■ **AIM**
From the line containing "Can you find the white" down to the last line of the material, return those lines verbatim and only those.

■ **LISTED RECORDS**
========================

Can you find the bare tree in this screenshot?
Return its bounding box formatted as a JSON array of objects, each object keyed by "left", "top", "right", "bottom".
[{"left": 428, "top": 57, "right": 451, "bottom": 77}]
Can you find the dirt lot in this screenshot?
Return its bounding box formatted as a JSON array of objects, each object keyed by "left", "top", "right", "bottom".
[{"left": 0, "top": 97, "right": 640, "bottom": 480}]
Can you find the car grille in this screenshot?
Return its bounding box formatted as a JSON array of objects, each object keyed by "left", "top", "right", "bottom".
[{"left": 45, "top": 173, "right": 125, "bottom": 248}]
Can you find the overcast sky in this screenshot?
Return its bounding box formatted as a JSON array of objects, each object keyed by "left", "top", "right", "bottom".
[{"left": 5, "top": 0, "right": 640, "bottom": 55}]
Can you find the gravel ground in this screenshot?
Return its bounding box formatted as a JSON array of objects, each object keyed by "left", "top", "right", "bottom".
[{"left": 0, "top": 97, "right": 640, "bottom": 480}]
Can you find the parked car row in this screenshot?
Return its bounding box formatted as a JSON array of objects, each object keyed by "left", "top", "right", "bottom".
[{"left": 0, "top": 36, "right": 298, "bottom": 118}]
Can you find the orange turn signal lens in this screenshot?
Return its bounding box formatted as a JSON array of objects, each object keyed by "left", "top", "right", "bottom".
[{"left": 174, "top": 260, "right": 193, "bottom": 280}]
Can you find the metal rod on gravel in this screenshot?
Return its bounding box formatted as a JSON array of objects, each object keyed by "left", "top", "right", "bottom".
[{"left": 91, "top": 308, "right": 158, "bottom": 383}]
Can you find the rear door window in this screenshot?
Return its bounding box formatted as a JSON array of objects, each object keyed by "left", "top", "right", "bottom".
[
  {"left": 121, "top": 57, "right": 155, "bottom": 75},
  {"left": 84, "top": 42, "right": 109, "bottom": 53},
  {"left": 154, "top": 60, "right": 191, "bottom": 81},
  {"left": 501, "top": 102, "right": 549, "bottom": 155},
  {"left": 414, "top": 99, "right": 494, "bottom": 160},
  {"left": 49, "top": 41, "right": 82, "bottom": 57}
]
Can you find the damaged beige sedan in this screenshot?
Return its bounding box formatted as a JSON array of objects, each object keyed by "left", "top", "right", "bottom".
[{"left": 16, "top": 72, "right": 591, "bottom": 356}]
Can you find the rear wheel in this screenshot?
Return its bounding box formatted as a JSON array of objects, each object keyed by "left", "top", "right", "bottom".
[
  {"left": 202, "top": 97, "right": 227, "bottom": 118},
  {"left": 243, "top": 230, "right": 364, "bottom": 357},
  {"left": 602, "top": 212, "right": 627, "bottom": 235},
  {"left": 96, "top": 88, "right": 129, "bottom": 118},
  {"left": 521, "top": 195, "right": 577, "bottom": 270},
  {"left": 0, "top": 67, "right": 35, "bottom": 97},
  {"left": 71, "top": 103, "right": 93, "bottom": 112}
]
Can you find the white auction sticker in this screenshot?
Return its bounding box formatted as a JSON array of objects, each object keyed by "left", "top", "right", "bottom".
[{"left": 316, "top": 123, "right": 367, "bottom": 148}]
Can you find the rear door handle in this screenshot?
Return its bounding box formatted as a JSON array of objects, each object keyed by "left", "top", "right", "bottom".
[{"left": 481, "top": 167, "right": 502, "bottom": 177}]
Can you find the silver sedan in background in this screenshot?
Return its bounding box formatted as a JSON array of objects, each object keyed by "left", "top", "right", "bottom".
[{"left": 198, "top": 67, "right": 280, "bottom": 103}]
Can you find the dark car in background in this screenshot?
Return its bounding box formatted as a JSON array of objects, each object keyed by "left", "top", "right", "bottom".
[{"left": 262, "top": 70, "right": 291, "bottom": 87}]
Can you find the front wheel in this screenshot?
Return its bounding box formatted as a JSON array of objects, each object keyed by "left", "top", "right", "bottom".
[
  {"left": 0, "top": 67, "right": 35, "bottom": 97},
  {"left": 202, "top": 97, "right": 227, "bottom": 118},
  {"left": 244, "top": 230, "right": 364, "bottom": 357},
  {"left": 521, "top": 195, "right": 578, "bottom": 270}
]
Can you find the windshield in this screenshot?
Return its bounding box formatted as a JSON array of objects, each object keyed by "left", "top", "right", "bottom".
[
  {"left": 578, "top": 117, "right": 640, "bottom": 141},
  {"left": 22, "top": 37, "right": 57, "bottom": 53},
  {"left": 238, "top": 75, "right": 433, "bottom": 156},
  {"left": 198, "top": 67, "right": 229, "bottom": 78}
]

========================

■ **RESULT BELOW**
Can you find the white auction sticker in this screenshot?
Return its bounding box formatted as a JSON array of objects, each object keyed by "left", "top", "right", "bottom".
[{"left": 316, "top": 123, "right": 367, "bottom": 148}]
Can you find the rear door handle in this screenshot?
Return its bounding box formatted as a JSON array of objects, each object keyed by "left", "top", "right", "bottom".
[{"left": 481, "top": 167, "right": 502, "bottom": 177}]
Can you find the silver sedan in background in this screenshot?
Return its bounding box formatted as a JSON array of objects, each object keyed by "left", "top", "right", "bottom".
[{"left": 198, "top": 67, "right": 280, "bottom": 103}]
Can you find the dark car in background in this screenshot?
Return its bounding box formatted as a JSON array of objects, each object keyed by "left", "top", "right", "bottom".
[{"left": 262, "top": 70, "right": 291, "bottom": 87}]
Can you find the front wheel in this screenshot?
Return its bounding box formatted as a JSON array of objects, each object keyed by "left", "top", "right", "bottom".
[
  {"left": 0, "top": 67, "right": 35, "bottom": 97},
  {"left": 202, "top": 97, "right": 227, "bottom": 118},
  {"left": 244, "top": 230, "right": 364, "bottom": 357},
  {"left": 521, "top": 195, "right": 578, "bottom": 270}
]
Can you find the windshield in this screenshot?
Return its bounding box formatted as a JSON array of objects, each object keyed by "left", "top", "right", "bottom".
[
  {"left": 578, "top": 117, "right": 640, "bottom": 141},
  {"left": 22, "top": 37, "right": 57, "bottom": 53},
  {"left": 238, "top": 75, "right": 433, "bottom": 156},
  {"left": 198, "top": 67, "right": 229, "bottom": 78}
]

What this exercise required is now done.